TASK PROMPT:
Given the material below, output exactly the lines from the line with "For every instance of the batting glove" to the line with "For every instance of the cricket shoe", both ends included, and no other lines.

**** SUPPLIED DATA ****

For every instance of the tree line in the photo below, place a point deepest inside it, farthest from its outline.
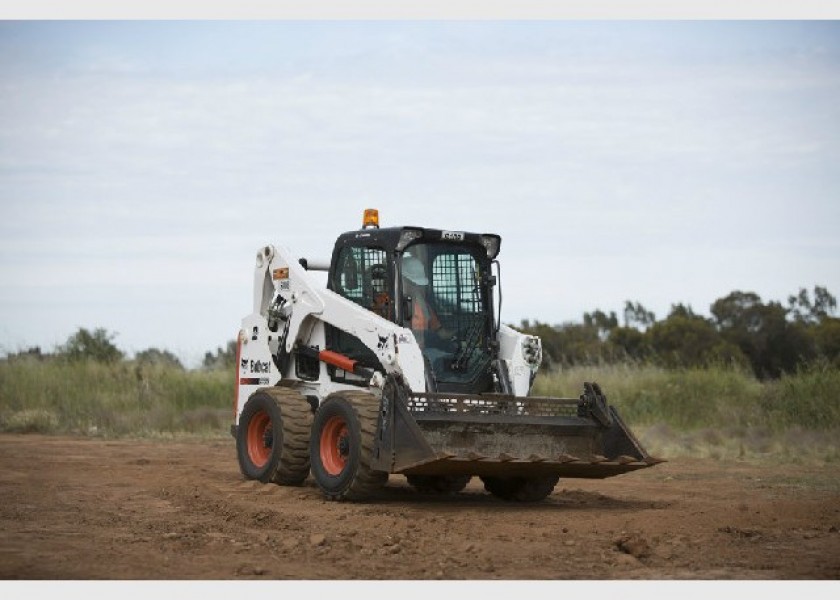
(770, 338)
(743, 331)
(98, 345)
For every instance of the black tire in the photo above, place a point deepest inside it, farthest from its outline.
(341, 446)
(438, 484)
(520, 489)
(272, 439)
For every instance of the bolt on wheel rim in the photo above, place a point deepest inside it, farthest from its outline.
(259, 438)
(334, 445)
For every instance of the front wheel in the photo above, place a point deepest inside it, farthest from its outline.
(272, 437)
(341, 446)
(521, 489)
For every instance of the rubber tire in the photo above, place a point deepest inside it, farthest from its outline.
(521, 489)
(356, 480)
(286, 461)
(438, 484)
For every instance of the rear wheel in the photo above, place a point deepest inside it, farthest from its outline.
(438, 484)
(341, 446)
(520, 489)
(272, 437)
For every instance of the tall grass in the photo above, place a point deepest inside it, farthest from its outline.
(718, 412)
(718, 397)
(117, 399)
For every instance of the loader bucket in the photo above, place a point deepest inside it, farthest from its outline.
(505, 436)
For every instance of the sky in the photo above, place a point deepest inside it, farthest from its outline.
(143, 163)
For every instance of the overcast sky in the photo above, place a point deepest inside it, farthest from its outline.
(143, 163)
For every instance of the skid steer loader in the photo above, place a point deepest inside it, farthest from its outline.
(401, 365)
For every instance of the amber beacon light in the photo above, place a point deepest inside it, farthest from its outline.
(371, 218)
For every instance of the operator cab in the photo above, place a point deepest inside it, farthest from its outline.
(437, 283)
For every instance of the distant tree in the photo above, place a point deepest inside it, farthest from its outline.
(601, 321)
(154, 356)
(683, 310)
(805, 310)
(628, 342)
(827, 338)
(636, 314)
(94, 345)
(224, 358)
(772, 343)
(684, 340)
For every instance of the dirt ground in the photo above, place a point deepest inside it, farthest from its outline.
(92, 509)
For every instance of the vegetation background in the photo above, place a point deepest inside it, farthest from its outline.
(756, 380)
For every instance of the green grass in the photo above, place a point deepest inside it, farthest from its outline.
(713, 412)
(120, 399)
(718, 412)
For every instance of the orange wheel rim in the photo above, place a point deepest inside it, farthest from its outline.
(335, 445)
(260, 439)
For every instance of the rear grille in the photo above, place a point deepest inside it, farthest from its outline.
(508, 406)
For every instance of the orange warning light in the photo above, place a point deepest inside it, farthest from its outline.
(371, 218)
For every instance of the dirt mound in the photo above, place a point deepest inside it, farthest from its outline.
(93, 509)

****
**** SUPPLIED DATA ****

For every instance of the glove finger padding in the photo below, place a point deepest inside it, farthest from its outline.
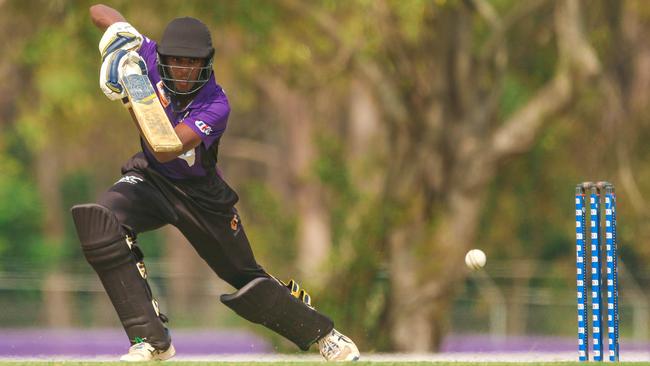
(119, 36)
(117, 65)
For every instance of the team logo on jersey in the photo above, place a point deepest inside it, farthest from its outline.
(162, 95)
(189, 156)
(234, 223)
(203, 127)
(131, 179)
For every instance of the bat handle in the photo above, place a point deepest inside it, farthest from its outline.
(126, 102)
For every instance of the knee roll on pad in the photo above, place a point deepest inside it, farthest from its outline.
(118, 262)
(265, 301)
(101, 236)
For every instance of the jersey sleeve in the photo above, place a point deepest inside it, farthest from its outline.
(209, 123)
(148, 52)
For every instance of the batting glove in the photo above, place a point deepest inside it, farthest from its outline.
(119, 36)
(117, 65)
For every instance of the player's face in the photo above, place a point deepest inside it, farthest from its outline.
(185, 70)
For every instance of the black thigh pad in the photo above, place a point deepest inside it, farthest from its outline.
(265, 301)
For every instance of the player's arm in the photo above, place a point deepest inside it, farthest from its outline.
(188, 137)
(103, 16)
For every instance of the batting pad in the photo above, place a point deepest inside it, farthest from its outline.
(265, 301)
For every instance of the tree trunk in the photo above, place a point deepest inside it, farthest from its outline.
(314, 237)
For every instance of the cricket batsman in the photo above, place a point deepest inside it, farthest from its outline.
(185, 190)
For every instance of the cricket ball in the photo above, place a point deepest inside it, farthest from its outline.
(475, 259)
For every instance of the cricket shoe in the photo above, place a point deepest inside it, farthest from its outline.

****

EXERCISE ANSWER:
For every instance of the batting glove in the photo above, place a point deepest inside it, farthest from its outline.
(119, 36)
(117, 65)
For every instance of the player's face in the photo above, place a point deepest inside it, farthest from its outline.
(185, 70)
For every instance of the black thigh pad in the photo above, place a point deepest inside it, farthest from its outline.
(265, 301)
For every instance of the player's arm in the photo above, place a point deepest inside it, farthest from its outline.
(188, 137)
(103, 16)
For every instance of the batting pad in the photo above, place a point deepest inside it, farthest from its outline.
(265, 301)
For every instance of the tree trunk in the photo above, place a point deepest inside it, farthest from its outline.
(314, 237)
For every instance of the cricket batsman in the photo above, place a point deepest inside it, farthest from its outline.
(185, 190)
For every instance of the cricket ball in the photo above, place a point deepest inside it, farthest from its outline.
(475, 259)
For every instance of the cricket shoe in the photo above, place a point deepest inside it, farthest from its outline.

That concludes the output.